Instruction: Rewrite the listing from the line containing "Tag a single point on each instance of the clump" through the end of the listing, changing "undergrowth" to "underbrush" and keeping everything else the same. Leave the pictures out of your answer.
+ + + + +
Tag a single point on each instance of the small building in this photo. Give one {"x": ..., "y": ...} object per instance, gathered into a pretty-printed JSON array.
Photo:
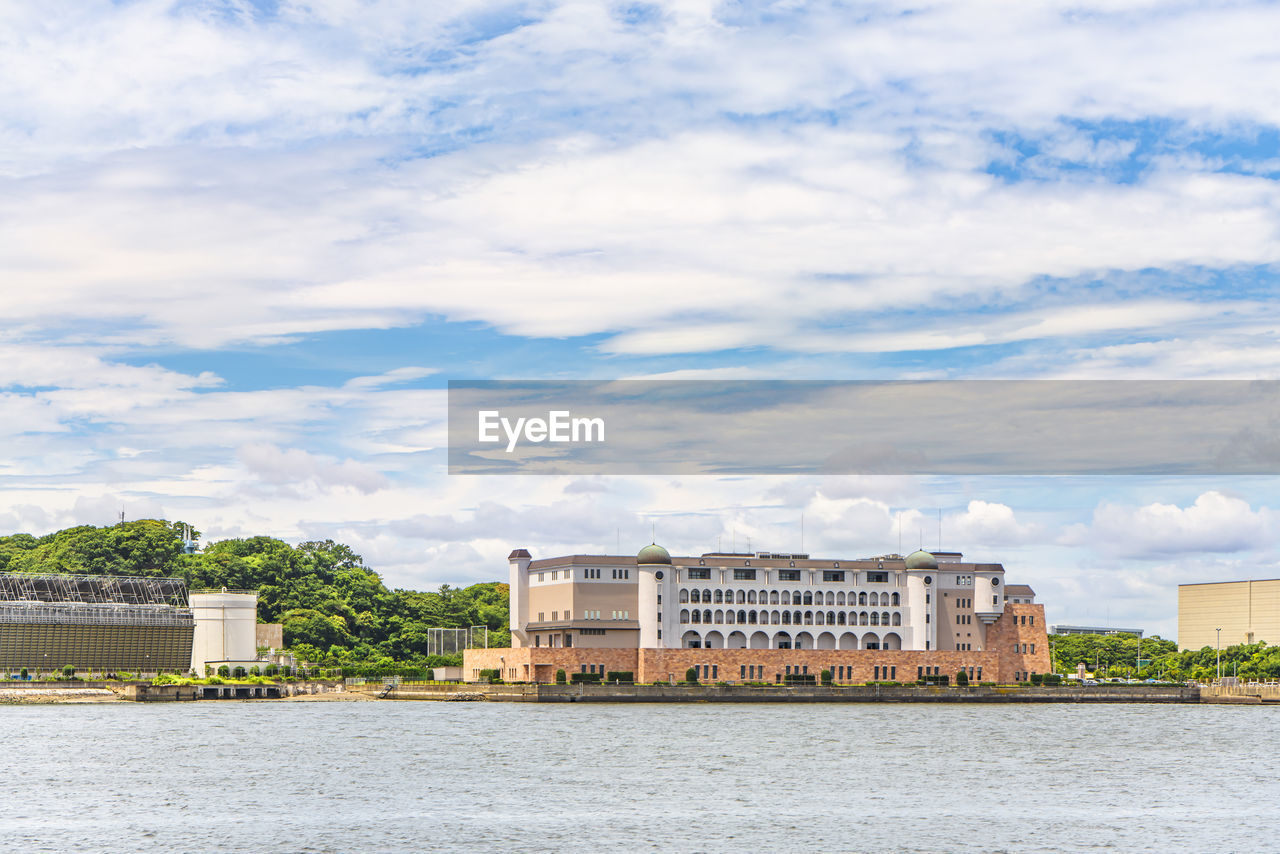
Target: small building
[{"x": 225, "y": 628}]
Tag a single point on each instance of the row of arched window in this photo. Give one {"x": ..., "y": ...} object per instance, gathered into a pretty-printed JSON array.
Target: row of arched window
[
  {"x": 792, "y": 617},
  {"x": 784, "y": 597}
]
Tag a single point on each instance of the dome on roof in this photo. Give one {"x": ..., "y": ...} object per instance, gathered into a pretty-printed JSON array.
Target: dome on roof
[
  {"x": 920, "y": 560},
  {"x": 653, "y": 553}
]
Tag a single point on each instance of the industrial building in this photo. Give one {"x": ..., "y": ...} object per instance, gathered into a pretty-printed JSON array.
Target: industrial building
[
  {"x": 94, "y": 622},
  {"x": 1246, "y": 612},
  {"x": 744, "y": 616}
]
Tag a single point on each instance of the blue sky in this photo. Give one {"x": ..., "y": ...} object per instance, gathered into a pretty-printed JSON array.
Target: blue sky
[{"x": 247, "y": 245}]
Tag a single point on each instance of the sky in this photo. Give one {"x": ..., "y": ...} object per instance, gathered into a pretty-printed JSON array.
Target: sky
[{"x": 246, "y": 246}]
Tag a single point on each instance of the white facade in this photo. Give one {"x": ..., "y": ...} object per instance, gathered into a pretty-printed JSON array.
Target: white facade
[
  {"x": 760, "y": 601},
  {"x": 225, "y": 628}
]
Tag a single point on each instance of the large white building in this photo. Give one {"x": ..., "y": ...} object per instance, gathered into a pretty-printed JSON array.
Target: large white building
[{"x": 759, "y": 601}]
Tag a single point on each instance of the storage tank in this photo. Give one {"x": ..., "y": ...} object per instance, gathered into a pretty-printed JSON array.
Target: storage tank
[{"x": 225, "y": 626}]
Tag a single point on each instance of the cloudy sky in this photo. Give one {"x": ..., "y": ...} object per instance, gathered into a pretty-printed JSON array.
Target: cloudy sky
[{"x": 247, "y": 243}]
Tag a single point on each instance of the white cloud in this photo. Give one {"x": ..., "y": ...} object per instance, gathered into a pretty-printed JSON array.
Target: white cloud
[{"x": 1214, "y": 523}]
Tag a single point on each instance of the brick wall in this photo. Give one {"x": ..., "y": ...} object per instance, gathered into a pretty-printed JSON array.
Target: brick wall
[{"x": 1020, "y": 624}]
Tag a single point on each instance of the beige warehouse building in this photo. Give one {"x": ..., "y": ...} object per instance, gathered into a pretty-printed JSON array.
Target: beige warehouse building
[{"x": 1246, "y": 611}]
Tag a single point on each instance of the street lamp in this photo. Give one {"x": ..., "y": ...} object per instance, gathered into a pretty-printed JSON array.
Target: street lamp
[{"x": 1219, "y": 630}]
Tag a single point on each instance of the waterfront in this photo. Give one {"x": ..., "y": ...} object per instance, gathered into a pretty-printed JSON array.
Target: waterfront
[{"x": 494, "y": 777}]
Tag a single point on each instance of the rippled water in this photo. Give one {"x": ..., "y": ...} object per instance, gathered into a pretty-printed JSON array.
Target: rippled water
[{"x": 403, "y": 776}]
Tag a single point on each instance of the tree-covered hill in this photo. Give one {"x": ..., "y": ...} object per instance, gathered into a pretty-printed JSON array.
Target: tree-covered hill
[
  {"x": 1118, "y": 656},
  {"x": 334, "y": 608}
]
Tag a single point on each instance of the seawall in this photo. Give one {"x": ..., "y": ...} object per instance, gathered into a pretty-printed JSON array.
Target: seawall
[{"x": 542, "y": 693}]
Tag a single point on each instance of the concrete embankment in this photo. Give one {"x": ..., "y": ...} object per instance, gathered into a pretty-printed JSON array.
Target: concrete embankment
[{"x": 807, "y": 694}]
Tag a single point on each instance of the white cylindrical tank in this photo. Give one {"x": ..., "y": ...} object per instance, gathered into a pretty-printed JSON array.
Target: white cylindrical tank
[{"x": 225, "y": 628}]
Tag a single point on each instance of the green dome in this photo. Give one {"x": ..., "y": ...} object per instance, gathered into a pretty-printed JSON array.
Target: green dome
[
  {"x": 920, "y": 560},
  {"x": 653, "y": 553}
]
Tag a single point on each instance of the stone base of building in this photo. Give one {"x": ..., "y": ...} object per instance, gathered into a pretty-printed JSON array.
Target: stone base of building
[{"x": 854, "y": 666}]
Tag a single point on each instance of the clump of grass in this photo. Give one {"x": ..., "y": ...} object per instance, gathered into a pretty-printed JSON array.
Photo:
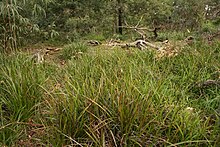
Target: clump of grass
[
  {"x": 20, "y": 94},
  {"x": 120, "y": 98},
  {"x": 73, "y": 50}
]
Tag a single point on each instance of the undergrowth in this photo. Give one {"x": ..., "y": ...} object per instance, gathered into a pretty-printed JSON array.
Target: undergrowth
+ + + + +
Exercise answer:
Tag a single point on each instance of the clump of grass in this photo. Give one {"x": ..., "y": ...} object per instance, gathered into a pretty-printed JSON array.
Photo:
Target: clump of grass
[
  {"x": 20, "y": 94},
  {"x": 120, "y": 98},
  {"x": 73, "y": 50}
]
Tag a single point on each instance of the underbrush in this photo. Give one {"x": ..., "y": ...} object per instance, gathered into a pretty-printed JSON array.
Target: underbrush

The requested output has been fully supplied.